Your goal: Reproduce the UCLA basketball preview text word for word, between "With the experienced" and "deep tournament run.", inclusive.

━━━ Reading text ━━━

But as I examined at the close of last season, the real reason for UCLA's 3 year funk is simple: the lack of true basketball talent. Since Jrue Holiday and Collison left in 2009, UCLA has not had any players drafted in the 1st round. That's 3 years. Don't be fooled. More than any other reason which includes Howland's team management, players' bad behavior, not playing at Pauley all last season, etc, we haven't been successful simply because we haven't had talent.
Howland went out this offseason and changed that. He brought in 2 of the top 5 players in the country - some would argue top 2. And though Shabazz Muhammad is not yet eligible, for the purposes of this preview, we will assume he is.
With the experienced big men and capable guards already on the roster, the addition of our four talented new freshmen plus a motivated senior PG should enable Bruin fans to expect a Pac-12 title and a deep tournament run.
Because Kentucky had been extremely successful with its one and done freshmen, some UCLA fans think a Final Four championship run is all but done. In reality, I think a #10-#12 ranking to start off is about right and an Elite Eight showing makes sense.
Again, Drew disgracefully and abruptly left UNC midseason 2 years ago for unknown reasons. On the surface, it might have been because he, as a junior, lost his starting job to freshmen Kendall Marshall. My objections to allowing his transfer must again be noted. Its not the kind of player I want representing UCLA. That said, this is his last chance to save his basketball career. Hopefully he's grown up after what must have been a humbling year off. On the court, Drew might be one of the fastest players we have. In his last full year as a starter, he played 29 min a game, averaged 8.5 points on 41% shooting, and had 5.9 assists to 3.2 turnovers a game. He's had a full season of nothing but practice under Howland's tutelage and we've had a good track record of this with the Wears. Drew will probably start for us since he's now really the only traditional point guard on the roster (another reason why Howland went and got him 2 years ago). Kyle Anderson was my original bet to play point, but Howland seems enamored with Drew.

━━━ Raw data ━━━

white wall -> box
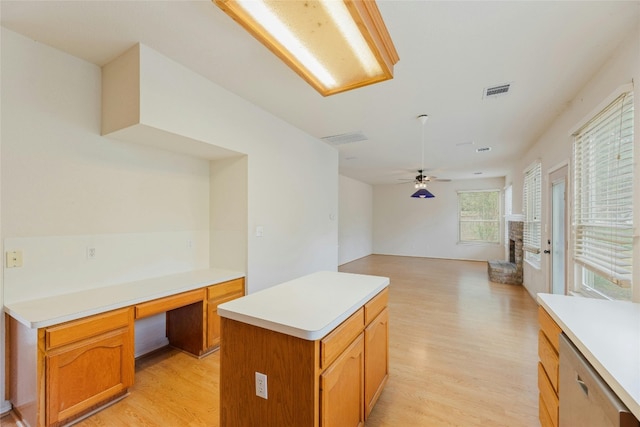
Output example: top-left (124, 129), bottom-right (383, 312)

━━━

Answer for this exercise:
With the experienced big men and capable guards already on the roster, the addition of our four talented new freshmen plus a motivated senior PG should enable Bruin fans to expect a Pac-12 title and a deep tournament run.